What you need to do:
Reproduce the entries shown below only from the line with "target | double sink vanity" down to the line with "x=631, y=22", keeping both end lines and copying each one exactly.

Data provided:
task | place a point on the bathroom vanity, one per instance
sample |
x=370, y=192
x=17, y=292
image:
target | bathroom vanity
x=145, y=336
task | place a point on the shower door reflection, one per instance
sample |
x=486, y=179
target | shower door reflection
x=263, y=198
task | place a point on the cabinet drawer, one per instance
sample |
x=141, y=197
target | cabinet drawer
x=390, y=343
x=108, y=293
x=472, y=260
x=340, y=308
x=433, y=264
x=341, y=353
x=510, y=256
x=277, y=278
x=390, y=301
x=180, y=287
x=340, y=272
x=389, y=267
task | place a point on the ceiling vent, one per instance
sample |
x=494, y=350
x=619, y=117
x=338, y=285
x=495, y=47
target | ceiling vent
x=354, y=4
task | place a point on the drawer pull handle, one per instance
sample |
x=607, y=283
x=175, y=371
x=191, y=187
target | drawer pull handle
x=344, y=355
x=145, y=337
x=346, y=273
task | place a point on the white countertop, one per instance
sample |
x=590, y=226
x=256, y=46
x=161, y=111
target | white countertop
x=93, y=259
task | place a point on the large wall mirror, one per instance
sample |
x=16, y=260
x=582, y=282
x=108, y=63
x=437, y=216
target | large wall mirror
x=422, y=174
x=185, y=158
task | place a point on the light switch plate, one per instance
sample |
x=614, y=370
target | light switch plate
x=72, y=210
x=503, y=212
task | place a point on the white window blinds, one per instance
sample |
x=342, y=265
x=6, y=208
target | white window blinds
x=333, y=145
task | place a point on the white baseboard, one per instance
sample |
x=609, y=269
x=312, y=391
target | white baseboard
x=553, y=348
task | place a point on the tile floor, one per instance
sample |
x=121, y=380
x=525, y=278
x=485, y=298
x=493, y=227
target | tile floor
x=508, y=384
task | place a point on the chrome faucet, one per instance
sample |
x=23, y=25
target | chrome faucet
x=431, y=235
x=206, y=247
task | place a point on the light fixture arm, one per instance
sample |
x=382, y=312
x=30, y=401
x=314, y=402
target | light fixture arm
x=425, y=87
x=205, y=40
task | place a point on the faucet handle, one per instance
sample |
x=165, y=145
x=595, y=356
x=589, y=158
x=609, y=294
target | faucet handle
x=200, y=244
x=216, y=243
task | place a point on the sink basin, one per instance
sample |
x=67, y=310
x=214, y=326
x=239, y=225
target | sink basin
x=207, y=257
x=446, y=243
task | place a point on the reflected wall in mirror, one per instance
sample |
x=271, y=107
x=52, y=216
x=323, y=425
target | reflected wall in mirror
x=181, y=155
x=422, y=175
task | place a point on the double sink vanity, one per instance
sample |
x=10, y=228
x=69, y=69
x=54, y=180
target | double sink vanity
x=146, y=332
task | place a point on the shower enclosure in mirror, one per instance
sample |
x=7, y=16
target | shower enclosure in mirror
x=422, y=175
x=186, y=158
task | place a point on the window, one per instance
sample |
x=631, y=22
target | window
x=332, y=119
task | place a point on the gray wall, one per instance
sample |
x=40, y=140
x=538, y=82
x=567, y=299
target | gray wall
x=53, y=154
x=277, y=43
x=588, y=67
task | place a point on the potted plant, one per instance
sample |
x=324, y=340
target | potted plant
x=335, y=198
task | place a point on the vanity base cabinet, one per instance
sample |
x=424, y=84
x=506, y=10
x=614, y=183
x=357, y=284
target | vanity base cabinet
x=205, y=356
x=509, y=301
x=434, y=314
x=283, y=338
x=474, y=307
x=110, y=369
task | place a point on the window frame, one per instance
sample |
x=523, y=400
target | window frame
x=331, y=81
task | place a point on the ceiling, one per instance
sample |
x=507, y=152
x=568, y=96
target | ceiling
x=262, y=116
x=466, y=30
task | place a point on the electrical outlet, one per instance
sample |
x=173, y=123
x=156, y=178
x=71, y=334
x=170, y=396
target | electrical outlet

Output for this task:
target | double sink vanity
x=146, y=332
task | place a point on the shower enclosure in mirror, one per instance
sample |
x=7, y=16
target | shower enclosure in mirror
x=422, y=175
x=186, y=158
task | place a point on the window, one per instance
sample |
x=631, y=22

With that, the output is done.